Given request ▸ Please answer from the forum thread: how much carb cleaner does motorhead64 suggest adding to the gas tank?

I would be a bit concerned that whatever that grease is, some may have worked its way thru the line into the carb and be sitting on the needle valve at the inlet to the bowl causing a restriction. 

I suggest a new valve, and new fuel line section from the valve outlet to the carb. Before installing that however, maybe a straight piece of new line and run the machine for a while to make sure there are no issues with sludge still in the needle valve of the carb. If it goes OK with a clean line, then try a new, goop free valve into the line. If you still have problems, then check the carb for goop and blast it with cleaner.


----------



## motorhead64 (Dec 15, 2013)

I suggest adding 3-4 ounces of carb cleaner to your gas tank to dissolve any grease that may have made it downstream. Plastic shut offs seem to have been much more reliable going back in time. That much lubricant internally is poor quality control at best. MH


----------



## noupf (Jul 22, 2013)

sorry for the late update. finally got a new fuel line on there. Took the shut off valve and the remaining lines off. Sprayed a bunch of carb cleaner into the inlet of the carb and put fresh gas in tank, with a little carb cleaner mixed in. Fired right up and ran strong for 15 minutes.

DONE with those plastic crap valves. I'll be sticking with some old school steel / metal shut off valves, even if they cost me $10 a pop.


----------

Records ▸
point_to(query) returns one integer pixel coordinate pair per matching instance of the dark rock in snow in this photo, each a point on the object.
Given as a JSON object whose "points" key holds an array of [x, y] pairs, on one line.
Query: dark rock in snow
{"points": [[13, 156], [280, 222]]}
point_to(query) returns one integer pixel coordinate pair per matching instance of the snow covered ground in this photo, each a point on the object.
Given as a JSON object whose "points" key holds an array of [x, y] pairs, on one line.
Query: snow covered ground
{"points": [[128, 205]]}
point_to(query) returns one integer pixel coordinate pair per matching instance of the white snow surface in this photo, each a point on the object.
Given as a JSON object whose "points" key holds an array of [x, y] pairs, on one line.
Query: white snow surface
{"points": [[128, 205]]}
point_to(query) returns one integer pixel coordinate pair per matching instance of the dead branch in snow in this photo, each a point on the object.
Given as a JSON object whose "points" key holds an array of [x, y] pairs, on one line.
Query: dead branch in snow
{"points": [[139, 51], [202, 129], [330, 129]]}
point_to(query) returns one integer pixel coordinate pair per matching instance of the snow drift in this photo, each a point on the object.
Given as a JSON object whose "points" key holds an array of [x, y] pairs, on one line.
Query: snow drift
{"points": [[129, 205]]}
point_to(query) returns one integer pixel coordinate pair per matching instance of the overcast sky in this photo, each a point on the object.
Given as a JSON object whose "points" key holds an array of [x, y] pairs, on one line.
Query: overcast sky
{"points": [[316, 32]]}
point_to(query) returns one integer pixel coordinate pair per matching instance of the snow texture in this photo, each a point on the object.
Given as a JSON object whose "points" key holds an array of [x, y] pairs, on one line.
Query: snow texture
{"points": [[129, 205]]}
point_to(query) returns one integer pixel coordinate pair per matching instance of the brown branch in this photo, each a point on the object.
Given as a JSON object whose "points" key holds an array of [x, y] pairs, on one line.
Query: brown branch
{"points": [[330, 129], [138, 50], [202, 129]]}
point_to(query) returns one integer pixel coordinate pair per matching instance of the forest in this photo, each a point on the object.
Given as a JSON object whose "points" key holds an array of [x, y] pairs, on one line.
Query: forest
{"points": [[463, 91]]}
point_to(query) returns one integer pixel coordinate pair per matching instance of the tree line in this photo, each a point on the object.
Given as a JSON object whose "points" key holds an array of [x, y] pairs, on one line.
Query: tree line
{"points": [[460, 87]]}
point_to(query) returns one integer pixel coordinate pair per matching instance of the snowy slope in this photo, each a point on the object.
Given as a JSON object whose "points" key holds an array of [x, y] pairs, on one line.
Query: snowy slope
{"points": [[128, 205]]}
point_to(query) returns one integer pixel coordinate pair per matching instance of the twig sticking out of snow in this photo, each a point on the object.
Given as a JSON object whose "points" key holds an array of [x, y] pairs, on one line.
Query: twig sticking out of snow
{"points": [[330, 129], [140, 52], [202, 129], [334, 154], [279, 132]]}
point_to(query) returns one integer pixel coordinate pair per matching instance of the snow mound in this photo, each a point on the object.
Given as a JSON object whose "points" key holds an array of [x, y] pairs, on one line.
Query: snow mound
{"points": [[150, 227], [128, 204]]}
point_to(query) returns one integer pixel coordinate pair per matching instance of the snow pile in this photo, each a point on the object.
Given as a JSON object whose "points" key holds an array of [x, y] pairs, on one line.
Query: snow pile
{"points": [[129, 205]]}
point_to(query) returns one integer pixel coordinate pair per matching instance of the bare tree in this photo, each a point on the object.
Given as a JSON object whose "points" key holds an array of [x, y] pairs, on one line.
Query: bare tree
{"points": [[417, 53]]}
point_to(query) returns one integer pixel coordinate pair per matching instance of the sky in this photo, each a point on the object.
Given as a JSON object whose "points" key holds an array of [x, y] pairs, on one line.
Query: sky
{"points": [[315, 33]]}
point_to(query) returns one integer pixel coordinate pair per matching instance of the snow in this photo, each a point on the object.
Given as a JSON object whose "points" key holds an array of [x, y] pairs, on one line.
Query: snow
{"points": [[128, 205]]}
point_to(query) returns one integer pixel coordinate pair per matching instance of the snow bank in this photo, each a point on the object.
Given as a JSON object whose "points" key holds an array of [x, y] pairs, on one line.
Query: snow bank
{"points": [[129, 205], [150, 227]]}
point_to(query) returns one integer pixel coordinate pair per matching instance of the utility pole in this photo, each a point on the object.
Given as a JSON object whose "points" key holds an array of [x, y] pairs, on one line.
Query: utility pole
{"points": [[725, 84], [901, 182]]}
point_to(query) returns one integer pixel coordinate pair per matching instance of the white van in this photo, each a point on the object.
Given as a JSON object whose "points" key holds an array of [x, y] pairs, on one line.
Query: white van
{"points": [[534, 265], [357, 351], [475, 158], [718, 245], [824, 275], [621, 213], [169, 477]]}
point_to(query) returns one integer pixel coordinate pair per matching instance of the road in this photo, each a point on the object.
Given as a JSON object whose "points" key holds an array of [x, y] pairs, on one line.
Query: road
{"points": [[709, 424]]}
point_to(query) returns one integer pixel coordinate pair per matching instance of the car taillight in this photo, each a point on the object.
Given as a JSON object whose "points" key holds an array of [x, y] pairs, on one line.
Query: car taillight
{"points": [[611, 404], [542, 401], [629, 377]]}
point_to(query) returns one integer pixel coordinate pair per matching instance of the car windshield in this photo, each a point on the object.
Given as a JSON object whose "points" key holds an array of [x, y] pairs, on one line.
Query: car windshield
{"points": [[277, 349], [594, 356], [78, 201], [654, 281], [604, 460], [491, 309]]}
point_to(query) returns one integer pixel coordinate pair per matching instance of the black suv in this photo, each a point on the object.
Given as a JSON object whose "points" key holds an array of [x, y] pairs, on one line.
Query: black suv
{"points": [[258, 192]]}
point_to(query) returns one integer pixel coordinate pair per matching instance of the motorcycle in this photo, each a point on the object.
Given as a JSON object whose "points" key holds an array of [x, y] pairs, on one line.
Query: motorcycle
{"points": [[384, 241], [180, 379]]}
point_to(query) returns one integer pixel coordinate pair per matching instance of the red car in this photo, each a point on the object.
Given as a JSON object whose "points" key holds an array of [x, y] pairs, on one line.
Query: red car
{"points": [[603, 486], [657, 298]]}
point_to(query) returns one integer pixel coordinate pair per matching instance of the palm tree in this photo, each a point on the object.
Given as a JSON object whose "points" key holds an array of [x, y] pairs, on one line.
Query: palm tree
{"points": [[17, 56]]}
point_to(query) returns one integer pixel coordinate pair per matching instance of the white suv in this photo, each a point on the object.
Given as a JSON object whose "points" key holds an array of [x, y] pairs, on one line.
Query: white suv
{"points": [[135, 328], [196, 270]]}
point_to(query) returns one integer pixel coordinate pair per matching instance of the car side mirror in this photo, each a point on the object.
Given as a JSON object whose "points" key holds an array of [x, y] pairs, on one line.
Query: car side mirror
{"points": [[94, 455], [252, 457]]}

Solution ▸ 3-4 ounces